### [Brief]
The copy must match the data word for word and contain no pictures.

### [Source material]
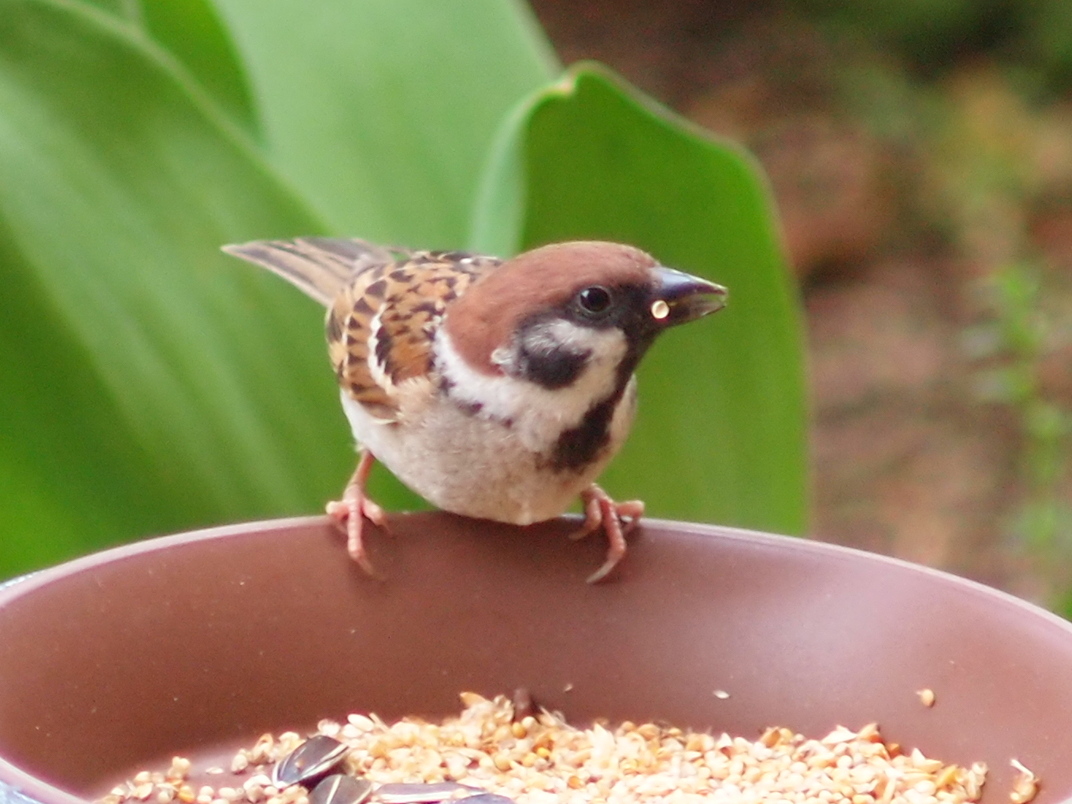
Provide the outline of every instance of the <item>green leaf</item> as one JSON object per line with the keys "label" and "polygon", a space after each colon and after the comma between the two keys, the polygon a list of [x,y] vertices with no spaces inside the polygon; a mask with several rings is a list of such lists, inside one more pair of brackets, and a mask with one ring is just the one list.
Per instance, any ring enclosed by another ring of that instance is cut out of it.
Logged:
{"label": "green leaf", "polygon": [[352,461],[320,313],[217,249],[322,225],[122,20],[2,15],[0,571],[319,507]]}
{"label": "green leaf", "polygon": [[557,69],[512,0],[216,2],[270,159],[334,232],[380,242],[464,242],[501,118]]}
{"label": "green leaf", "polygon": [[253,100],[215,7],[208,0],[142,0],[141,20],[219,107],[252,134]]}
{"label": "green leaf", "polygon": [[618,240],[729,287],[715,317],[667,333],[640,370],[640,413],[605,476],[658,516],[802,532],[803,349],[768,190],[744,153],[582,65],[513,115],[472,245],[511,253]]}
{"label": "green leaf", "polygon": [[[181,63],[219,107],[250,134],[255,131],[245,74],[209,0],[83,0],[128,23]],[[163,55],[163,54],[161,54]]]}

### [Answer box]
Provide the outline of every instance of the <item>green leaf</item> as one JSON object per line with the keys "label" and "polygon", a space after each colon and after the comma between the two keys, the polygon a list of [x,y] vertices with no spaces inside the polygon; a mask with several rings is a list of such lists, inside one more pair of brackets, and a mask with one ring is just the one list.
Per instance, any ring enclosed by another ring of that instance is cut out of it.
Logged:
{"label": "green leaf", "polygon": [[352,461],[320,313],[217,249],[322,225],[122,20],[2,15],[0,571],[319,507]]}
{"label": "green leaf", "polygon": [[557,69],[512,0],[216,2],[270,159],[334,232],[380,242],[464,242],[501,118]]}
{"label": "green leaf", "polygon": [[253,100],[215,7],[208,0],[142,0],[141,20],[219,107],[252,134]]}
{"label": "green leaf", "polygon": [[618,240],[729,287],[715,317],[667,333],[640,370],[640,413],[605,476],[658,516],[802,532],[803,349],[768,190],[744,153],[582,65],[513,115],[472,245],[511,253]]}
{"label": "green leaf", "polygon": [[[181,63],[219,107],[250,134],[255,131],[245,74],[209,0],[83,0],[128,23]],[[163,55],[163,54],[161,54]]]}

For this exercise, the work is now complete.